■ **Task description**
Reproduce every line of the entries from the line with "Worker note: The target object is drinking" up to and including the line with "[170,0,463,29]", adding 4 to each number in the box coordinates.

■ **Source records**

-- BEGIN --

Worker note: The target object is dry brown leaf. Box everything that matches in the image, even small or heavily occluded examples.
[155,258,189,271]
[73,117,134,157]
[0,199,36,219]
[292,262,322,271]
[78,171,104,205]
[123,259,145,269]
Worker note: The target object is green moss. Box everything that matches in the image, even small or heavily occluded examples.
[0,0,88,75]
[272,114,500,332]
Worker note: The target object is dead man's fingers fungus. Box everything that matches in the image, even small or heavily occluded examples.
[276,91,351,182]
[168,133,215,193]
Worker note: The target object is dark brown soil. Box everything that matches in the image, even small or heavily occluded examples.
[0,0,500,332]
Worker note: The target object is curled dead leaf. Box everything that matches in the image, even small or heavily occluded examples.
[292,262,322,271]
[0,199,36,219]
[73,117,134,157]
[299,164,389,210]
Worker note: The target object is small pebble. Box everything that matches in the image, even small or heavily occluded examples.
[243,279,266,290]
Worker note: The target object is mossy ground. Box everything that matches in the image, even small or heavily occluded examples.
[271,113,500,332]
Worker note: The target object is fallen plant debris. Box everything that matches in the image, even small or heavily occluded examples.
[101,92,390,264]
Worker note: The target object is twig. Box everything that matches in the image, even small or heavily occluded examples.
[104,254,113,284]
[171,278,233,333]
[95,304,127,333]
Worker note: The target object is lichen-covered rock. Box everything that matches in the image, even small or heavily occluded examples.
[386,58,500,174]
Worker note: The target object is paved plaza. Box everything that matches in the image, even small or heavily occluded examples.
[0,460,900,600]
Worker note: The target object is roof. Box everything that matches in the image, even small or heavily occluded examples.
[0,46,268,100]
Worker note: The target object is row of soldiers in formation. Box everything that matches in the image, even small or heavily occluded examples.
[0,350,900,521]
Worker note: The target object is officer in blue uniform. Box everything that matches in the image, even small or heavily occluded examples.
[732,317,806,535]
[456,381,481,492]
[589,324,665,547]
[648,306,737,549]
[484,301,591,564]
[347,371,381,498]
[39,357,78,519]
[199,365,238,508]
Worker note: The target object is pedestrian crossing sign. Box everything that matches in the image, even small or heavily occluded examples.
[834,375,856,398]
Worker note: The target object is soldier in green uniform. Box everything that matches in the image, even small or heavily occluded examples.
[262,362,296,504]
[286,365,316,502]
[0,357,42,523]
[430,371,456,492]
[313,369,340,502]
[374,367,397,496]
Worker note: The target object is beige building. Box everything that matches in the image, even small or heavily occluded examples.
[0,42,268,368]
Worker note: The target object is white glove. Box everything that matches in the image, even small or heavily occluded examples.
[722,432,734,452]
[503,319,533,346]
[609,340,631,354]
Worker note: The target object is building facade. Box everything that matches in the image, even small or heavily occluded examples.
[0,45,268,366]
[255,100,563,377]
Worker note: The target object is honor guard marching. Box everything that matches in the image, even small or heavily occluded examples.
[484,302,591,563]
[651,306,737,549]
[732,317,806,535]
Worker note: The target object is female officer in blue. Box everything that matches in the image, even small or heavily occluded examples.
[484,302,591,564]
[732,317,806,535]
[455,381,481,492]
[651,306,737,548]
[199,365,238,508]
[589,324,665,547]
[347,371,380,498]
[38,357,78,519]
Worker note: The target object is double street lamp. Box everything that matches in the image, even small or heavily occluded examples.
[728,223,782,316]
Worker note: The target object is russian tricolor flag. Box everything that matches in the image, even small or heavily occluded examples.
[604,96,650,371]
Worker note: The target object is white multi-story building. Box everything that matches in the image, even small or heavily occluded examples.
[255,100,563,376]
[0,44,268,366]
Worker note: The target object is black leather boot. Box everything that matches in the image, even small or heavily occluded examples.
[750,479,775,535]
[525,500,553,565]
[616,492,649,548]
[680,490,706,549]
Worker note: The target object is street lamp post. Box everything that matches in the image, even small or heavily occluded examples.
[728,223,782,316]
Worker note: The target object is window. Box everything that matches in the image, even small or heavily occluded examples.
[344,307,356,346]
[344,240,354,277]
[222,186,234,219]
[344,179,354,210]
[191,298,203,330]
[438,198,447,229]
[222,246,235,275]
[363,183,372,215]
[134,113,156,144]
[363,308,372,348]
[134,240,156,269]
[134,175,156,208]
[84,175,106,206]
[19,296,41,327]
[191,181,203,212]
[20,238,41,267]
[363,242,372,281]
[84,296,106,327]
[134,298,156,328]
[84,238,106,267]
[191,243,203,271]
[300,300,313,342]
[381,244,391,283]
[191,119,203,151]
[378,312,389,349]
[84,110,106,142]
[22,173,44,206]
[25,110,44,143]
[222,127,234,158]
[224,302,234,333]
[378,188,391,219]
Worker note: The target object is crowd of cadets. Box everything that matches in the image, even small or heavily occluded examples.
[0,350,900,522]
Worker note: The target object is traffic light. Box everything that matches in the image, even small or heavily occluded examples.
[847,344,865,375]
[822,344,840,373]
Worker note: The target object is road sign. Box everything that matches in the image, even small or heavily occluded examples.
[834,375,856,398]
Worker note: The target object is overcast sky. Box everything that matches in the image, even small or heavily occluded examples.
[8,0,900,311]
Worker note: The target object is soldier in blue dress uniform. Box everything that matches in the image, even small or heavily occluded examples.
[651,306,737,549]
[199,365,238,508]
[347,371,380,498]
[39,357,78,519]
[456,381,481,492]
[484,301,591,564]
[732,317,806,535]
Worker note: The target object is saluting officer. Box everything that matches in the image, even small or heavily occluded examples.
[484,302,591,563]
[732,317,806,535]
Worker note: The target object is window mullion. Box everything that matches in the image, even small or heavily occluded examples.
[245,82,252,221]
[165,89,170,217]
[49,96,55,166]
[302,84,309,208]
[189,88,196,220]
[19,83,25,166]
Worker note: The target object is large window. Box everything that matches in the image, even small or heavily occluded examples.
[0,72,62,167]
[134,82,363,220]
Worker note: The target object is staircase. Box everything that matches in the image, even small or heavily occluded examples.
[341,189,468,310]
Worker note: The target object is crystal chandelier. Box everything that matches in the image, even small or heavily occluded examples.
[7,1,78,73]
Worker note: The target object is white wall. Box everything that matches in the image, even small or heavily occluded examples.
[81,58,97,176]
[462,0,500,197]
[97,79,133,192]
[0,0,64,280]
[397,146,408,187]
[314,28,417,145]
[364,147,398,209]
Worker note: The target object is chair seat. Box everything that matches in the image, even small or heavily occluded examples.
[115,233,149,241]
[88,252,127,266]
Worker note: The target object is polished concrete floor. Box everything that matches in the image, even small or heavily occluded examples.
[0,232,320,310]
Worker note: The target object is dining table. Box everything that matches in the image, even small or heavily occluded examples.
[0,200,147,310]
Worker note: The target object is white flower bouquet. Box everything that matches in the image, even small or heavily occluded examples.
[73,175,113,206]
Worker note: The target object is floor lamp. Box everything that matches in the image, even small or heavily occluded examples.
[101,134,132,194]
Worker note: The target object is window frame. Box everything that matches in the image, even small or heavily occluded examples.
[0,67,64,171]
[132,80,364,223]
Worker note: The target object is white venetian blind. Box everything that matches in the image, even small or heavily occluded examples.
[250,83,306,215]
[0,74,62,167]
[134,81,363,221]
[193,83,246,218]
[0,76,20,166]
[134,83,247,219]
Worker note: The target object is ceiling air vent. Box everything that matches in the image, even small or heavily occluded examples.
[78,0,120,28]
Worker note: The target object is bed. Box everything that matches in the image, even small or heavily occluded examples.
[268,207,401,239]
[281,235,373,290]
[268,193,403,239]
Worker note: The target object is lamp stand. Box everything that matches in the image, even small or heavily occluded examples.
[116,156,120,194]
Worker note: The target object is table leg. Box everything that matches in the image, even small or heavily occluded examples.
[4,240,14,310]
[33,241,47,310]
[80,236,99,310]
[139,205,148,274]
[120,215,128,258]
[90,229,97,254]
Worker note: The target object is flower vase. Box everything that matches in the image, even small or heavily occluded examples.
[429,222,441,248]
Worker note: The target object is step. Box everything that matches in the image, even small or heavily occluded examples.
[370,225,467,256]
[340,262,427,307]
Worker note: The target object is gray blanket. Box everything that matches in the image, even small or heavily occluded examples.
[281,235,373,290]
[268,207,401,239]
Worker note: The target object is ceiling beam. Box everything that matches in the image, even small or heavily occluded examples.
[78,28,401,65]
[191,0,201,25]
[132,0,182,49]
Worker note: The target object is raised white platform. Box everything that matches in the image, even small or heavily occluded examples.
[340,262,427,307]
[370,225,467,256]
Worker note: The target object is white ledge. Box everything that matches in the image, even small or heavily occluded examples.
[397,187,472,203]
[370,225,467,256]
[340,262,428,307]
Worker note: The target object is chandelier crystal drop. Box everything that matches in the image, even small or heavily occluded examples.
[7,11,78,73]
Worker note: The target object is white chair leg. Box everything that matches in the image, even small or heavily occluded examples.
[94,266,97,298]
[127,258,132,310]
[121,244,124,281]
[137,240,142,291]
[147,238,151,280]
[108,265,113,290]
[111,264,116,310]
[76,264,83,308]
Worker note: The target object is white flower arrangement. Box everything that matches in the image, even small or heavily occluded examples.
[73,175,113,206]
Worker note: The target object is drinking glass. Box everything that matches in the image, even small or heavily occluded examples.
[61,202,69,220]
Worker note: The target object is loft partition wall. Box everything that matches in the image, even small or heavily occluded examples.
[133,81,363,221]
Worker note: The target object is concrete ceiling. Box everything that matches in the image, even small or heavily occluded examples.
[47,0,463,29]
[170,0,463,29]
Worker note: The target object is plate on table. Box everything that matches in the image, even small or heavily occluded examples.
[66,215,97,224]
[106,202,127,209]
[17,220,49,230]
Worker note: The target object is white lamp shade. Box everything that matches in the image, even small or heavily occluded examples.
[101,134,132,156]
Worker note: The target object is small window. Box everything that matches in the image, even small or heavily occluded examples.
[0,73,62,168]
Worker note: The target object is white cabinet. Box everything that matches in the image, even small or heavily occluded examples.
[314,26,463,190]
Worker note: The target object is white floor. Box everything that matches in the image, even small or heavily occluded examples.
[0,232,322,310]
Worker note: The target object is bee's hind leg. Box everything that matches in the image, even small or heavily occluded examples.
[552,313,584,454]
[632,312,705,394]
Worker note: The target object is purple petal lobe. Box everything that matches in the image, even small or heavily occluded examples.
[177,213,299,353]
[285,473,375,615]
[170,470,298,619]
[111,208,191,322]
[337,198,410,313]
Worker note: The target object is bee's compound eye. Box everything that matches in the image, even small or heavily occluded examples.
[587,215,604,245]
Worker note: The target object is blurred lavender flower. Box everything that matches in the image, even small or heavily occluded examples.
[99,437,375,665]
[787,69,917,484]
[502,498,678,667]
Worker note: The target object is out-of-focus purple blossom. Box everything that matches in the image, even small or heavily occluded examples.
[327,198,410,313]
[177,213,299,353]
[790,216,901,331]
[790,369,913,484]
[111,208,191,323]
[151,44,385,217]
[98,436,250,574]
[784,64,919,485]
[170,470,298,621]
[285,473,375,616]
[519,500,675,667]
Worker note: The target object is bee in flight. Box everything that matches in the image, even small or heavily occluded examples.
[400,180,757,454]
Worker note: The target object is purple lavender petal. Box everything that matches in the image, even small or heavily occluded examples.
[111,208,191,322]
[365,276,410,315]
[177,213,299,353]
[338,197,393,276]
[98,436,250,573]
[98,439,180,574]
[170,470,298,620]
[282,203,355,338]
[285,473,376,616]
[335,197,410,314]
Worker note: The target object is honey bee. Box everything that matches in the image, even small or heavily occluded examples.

-- END --

■ **Expected output**
Worker note: The target object is drinking glass. Box everything that matches in the image, even small or heavily occluded examples.
[65,206,73,224]
Worker note: The target object is loft partition wall. Box everything that matches in the image, even small or heavily occluded examples.
[137,85,367,225]
Worker note: The target object is concrete ceiling. Box everything that matches in the image, even small or heavily occluded examples.
[51,4,467,33]
[174,4,467,33]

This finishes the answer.